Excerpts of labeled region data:
--- start ---

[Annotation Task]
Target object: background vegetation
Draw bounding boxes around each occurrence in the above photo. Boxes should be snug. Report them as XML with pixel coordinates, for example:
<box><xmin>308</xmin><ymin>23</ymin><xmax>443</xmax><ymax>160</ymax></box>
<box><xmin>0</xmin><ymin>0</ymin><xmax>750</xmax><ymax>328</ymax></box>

--- end ---

Goal: Render every line of the item above as a numbered list, leaving out any blank lines.

Solution:
1. [Annotation Task]
2. Target object: background vegetation
3. Draw bounding boxes around each occurrence in the above photo. Boxes should be snug. Report them as XML with pixel coordinates, for example:
4. <box><xmin>308</xmin><ymin>23</ymin><xmax>443</xmax><ymax>160</ymax></box>
5. <box><xmin>0</xmin><ymin>0</ymin><xmax>750</xmax><ymax>328</ymax></box>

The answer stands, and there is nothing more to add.